> GIVEN REQUEST
Starting at the line of the data that contains "seg: tiny white mushroom" and ending at the line that contains "M 115 91 L 123", with both of those lines included, output each line as a Markdown table with the columns Row and Line, and skip any blank lines.

##########

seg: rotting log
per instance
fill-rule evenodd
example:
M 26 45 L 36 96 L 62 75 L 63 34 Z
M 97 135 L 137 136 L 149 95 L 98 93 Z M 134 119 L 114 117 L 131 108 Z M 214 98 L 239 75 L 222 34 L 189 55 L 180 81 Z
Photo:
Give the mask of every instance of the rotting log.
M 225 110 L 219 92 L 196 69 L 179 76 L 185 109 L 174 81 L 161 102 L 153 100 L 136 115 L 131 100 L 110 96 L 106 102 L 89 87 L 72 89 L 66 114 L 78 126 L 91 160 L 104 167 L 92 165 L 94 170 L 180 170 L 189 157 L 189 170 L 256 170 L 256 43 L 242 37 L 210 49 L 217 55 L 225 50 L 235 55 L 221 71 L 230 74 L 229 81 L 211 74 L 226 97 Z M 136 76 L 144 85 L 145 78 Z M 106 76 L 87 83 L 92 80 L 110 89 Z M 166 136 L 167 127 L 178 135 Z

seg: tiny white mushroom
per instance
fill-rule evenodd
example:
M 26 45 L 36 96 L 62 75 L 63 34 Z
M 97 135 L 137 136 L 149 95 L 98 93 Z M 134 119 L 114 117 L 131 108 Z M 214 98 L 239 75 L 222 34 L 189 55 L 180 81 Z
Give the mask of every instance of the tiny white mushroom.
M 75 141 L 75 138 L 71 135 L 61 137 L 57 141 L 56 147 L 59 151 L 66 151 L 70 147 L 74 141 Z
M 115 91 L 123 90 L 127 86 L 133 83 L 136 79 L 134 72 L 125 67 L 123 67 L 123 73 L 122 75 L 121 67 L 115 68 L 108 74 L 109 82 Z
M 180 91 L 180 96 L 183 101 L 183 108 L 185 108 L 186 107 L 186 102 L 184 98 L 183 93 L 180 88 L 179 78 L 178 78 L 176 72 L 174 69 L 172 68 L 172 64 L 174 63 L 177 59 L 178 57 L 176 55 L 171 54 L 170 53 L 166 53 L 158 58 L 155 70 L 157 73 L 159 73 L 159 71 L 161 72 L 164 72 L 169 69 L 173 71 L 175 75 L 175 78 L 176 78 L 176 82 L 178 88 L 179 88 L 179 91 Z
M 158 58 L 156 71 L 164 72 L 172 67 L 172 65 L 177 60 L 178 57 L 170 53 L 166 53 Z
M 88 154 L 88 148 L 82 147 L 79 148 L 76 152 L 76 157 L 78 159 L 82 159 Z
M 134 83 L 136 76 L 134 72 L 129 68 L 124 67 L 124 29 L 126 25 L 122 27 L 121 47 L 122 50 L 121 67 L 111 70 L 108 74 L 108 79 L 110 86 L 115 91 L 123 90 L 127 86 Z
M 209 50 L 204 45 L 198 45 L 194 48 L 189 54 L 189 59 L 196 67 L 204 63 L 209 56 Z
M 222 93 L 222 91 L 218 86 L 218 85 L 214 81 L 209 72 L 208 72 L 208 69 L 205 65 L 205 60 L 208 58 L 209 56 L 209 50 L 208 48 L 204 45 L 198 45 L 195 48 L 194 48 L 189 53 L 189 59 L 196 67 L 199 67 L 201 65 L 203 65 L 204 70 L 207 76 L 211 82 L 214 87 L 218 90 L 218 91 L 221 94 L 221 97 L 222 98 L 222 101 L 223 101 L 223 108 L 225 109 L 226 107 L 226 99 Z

##########

> TASK SOLUTION
| Row | Line |
|---|---|
| 1 | seg: tiny white mushroom |
| 2 | per instance |
| 3 | fill-rule evenodd |
| 4 | example: |
| 5 | M 26 45 L 36 96 L 62 75 L 63 34 Z |
| 6 | M 97 135 L 137 136 L 149 95 L 98 93 Z M 134 119 L 114 117 L 131 108 Z M 214 98 L 239 75 L 222 34 L 189 55 L 180 81 Z |
| 7 | Give the mask of every instance of the tiny white mushroom. |
| 8 | M 75 141 L 75 138 L 71 135 L 61 137 L 57 141 L 56 147 L 59 151 L 66 151 L 70 147 L 74 141 Z |
| 9 | M 115 91 L 123 90 L 127 86 L 133 83 L 136 79 L 134 72 L 125 67 L 123 67 L 123 73 L 122 75 L 121 67 L 115 68 L 108 74 L 109 82 Z |